■ Your tasks ■
[a] In the excerpt about the 1857 fall of Delhi, where did Emperor Bahadur Shah II take refuge after leaving the Red Fort?
[b] Carry on the excerpt about the 1857 fall of Delhi from its last sentence.

■ Excerpt ■
#####

By the middle of September 1857, the disorganized rebellion had run its course as far as the city of Delhi was concerned. British forces had reclaimed control of the areas surrounding Delhi and were massed on the ridge overlooking the city for a final assault on the city, which was being rapidly abandoned by its citizens, who fled mainly to their villages in the countryside. As the British took control of the city, Emperor Bahadur Shah II (aged 82) left the Red Fort and took refuge in Humayun’s Tomb, which at that time lay outside Delhi. With him were Mirza Mughal and two other princes (Mirza Khizr, and a grandson, Mirza Abu Bakr). Their whereabouts was reported by spies to Major Hodson, who sent them a message saying that the party had no hope of escape and should surrender. They refused to surrender.

#####

■ Data for review ■
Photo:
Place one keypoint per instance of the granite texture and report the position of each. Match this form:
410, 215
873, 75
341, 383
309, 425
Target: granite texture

#####

■ Exercise answers ■
[a] He took refuge in Humayun’s Tomb, which at that time lay outside Delhi.

[b]
The next morning, Hodson went to the tomb with one hundred Indian sowars (cavalrymen) and demanded the unconditional surrender of the Emperor and princes. The situation became known to people of nearby villages, and a substantial crowd gathered, many of whom were equipped with whatever arms (farm-knives, sickles and axes) they normally kept. Resistance at this point was never the plan of the Emperor, who had come to the tomb of his illustrious forebear to pray and grieve, and perhaps in the hope that the sanctity of the tomb would provide a sanctuary for himself and his surviving family. Hodson sent two Indian aides (Rajab Ali and Ilahe Bakhsh) into the garden tomb to negotiate with the Emperor. Bahadur Shah sent a response to Hodson offering the surrender of his immediate party on condition that his life would be spared. Hodson explicitly agreed to this.

Agreement being reached, the Emperor, trusting to the word of Hodson as a British officer, emerged from the tomb and exchanged greetings in person with Hodson. Finding the old man extremely frail with exertion, Hodson told the Emperor to rest under a shady tree and accept refreshments. The Emperor was then sent back to Delhi, carried in a palanquin with an escort of Sikh sowars from Hodson's Horse. Meanwhile, the remaining ninety troopers collected the arms of the motley crowd of villagers, jihadis and courtiers, who surrendered their weaponry without dissent at the bidding of their Emperor.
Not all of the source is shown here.